TASK BRIEF: Set the pictures aside and return each record below precisely as written.

RECORDS PROVIDED:

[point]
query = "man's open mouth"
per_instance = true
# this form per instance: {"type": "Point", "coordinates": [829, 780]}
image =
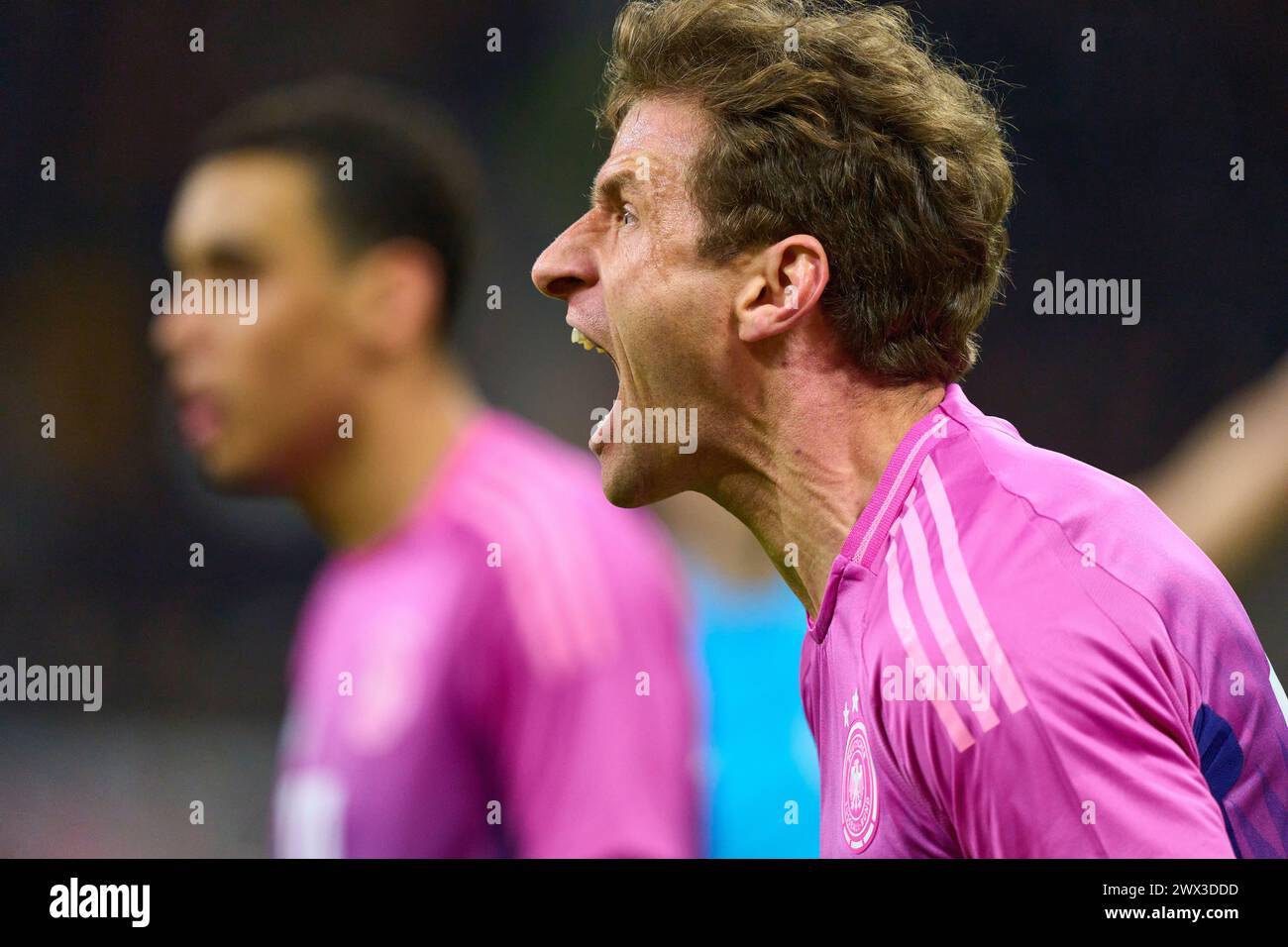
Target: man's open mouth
{"type": "Point", "coordinates": [600, 415]}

FINISHED EXERCISE:
[point]
query = "man's open mouth"
per_instance = true
# this form per instance: {"type": "Point", "coordinates": [829, 780]}
image =
Target: man's open mouth
{"type": "Point", "coordinates": [600, 415]}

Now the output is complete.